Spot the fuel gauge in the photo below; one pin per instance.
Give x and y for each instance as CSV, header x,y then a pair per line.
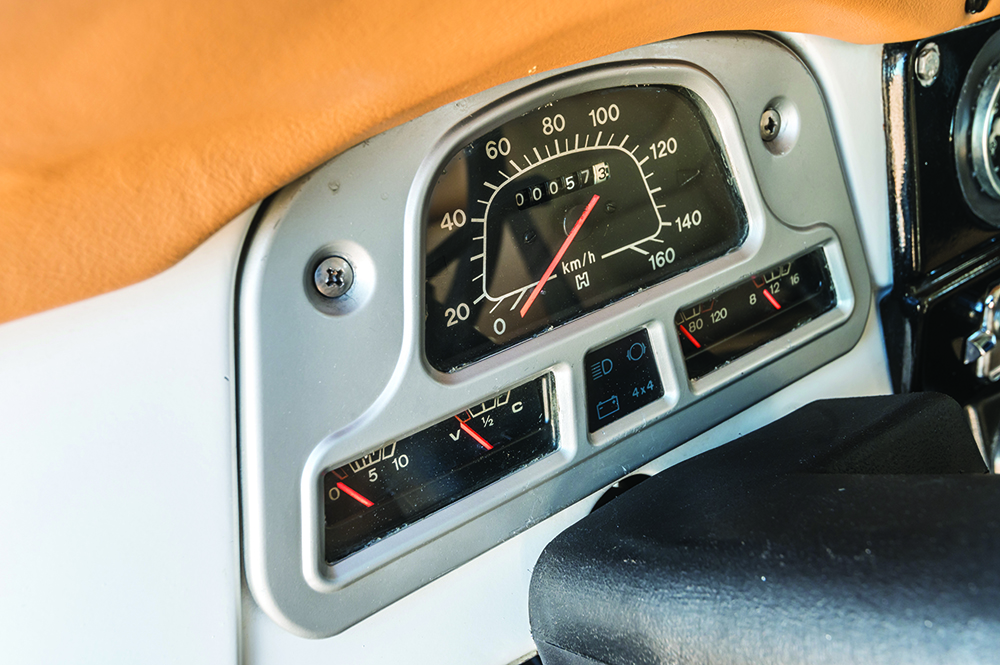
x,y
752,313
403,481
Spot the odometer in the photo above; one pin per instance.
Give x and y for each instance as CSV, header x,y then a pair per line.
x,y
568,208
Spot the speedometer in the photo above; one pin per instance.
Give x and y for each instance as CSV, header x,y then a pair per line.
x,y
568,208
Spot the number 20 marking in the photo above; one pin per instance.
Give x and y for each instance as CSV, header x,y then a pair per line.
x,y
456,314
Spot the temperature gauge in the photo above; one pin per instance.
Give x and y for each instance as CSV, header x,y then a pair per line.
x,y
406,480
748,315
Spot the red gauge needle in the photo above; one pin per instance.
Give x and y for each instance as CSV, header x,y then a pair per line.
x,y
559,254
690,337
354,495
468,430
770,298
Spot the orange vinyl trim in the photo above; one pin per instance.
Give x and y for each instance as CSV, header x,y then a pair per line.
x,y
130,131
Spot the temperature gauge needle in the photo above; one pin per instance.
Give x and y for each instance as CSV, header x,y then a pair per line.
x,y
770,299
354,495
468,430
689,336
559,254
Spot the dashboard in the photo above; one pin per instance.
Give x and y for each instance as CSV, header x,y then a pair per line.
x,y
466,324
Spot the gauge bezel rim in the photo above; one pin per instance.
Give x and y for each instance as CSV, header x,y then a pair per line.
x,y
710,100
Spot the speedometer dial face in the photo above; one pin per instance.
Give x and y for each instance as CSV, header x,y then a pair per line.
x,y
568,208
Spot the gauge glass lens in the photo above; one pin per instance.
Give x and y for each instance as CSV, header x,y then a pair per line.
x,y
567,209
752,313
405,480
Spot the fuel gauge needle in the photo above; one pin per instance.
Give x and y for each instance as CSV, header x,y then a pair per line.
x,y
468,430
559,254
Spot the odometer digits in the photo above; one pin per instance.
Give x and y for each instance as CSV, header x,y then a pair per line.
x,y
568,208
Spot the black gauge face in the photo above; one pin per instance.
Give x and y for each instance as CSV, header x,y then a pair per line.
x,y
405,480
748,315
568,208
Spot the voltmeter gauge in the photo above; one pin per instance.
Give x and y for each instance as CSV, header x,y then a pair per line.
x,y
568,208
403,481
742,318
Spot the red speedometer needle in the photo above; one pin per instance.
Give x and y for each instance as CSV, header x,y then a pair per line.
x,y
468,430
559,254
770,299
690,337
354,495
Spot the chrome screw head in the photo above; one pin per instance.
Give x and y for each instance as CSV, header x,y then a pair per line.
x,y
334,277
927,64
770,124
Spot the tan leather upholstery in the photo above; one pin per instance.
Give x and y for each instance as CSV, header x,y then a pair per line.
x,y
130,131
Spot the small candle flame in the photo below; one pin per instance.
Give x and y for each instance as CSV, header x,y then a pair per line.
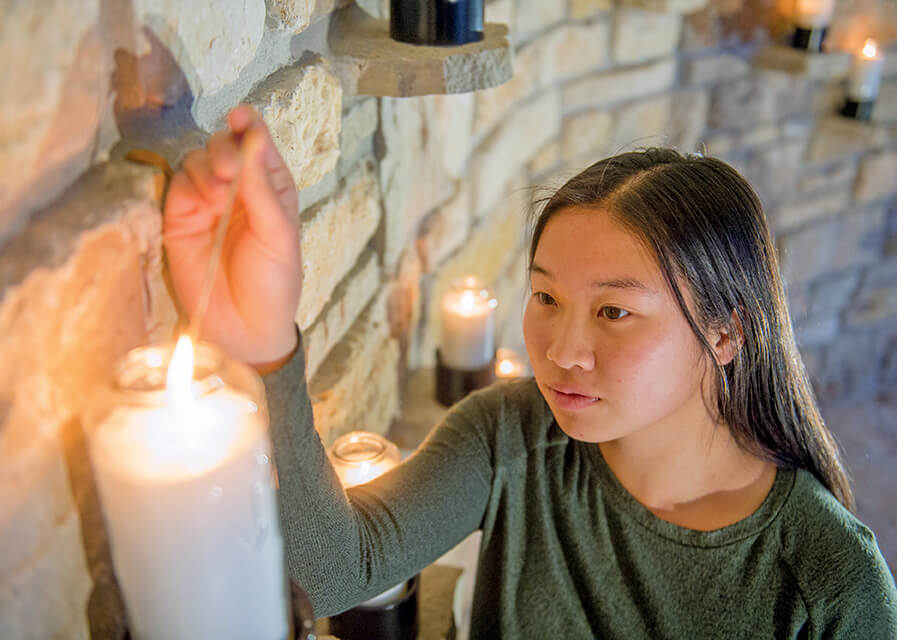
x,y
180,373
870,49
468,302
505,367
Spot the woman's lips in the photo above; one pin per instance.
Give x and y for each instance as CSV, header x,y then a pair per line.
x,y
571,400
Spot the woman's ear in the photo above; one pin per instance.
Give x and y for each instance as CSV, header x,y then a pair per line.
x,y
727,339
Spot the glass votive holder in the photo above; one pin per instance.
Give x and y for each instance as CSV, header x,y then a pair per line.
x,y
361,456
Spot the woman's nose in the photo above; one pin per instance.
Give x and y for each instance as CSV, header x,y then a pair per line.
x,y
569,347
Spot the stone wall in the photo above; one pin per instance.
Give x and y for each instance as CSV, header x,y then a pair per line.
x,y
398,195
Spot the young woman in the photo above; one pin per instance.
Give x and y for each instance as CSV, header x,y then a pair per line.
x,y
666,474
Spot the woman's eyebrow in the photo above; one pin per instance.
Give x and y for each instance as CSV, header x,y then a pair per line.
x,y
616,283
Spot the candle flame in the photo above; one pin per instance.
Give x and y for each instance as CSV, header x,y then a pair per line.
x,y
870,49
180,373
468,302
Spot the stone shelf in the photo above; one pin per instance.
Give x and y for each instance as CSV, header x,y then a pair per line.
x,y
819,66
369,62
665,6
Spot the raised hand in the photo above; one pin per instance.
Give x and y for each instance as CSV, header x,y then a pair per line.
x,y
253,302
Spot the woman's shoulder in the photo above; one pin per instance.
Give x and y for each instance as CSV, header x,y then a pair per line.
x,y
514,412
828,549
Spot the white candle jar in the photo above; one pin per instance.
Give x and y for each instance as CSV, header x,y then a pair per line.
x,y
468,325
187,489
864,77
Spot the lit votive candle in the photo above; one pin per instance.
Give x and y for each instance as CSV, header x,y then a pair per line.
x,y
359,457
813,14
184,474
864,78
509,365
468,325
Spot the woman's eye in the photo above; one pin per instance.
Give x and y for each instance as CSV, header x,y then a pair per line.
x,y
613,313
544,298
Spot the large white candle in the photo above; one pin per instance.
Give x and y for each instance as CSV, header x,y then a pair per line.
x,y
813,14
359,457
864,78
468,325
186,484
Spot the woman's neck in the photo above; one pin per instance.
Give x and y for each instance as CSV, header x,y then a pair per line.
x,y
691,475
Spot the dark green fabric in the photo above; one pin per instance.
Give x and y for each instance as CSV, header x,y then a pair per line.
x,y
567,552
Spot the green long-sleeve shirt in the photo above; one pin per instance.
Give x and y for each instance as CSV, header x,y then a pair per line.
x,y
566,551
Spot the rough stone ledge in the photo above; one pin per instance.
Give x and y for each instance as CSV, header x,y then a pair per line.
x,y
665,6
820,66
369,62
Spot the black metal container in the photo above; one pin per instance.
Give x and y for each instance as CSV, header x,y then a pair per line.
x,y
436,22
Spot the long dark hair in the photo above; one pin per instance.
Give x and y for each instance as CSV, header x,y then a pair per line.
x,y
706,228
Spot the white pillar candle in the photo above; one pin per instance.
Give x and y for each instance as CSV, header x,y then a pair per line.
x,y
185,480
359,457
864,78
509,365
813,14
468,325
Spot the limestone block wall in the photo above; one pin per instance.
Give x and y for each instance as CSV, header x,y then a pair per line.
x,y
398,196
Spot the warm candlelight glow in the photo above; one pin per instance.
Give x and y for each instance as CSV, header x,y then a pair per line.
x,y
870,50
180,375
182,462
468,324
509,364
864,77
360,456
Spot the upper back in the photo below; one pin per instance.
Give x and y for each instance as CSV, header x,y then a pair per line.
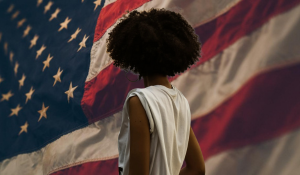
x,y
169,117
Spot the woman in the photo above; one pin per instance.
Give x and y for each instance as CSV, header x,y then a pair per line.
x,y
156,135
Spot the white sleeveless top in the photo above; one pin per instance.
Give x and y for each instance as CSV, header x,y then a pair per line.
x,y
169,115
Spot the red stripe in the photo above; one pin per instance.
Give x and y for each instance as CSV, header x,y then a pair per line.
x,y
110,13
240,20
264,108
106,93
108,167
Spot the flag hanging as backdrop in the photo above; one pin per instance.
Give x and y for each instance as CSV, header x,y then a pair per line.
x,y
61,98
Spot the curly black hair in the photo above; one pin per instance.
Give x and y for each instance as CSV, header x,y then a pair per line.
x,y
153,42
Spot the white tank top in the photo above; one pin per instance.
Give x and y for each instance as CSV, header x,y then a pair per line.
x,y
169,115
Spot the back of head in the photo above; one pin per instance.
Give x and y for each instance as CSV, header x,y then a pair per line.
x,y
154,42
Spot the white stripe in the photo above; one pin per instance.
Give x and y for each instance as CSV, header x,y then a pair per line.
x,y
279,156
275,44
195,12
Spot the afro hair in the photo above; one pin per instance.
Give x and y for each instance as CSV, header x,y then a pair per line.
x,y
153,42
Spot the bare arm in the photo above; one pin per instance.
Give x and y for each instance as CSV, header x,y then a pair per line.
x,y
139,138
194,159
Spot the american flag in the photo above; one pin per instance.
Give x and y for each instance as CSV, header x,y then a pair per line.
x,y
62,99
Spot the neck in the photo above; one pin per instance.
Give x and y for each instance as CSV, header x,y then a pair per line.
x,y
157,80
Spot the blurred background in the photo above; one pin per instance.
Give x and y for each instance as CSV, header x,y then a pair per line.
x,y
61,98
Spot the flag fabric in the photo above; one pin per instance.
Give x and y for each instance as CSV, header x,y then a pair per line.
x,y
62,98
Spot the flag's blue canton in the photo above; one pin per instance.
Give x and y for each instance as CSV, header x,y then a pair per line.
x,y
59,116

__________

**Work request**
Only the count is wanted. Find the lines of the records that include the word "hair" and state how many.

**Solution for this problem**
3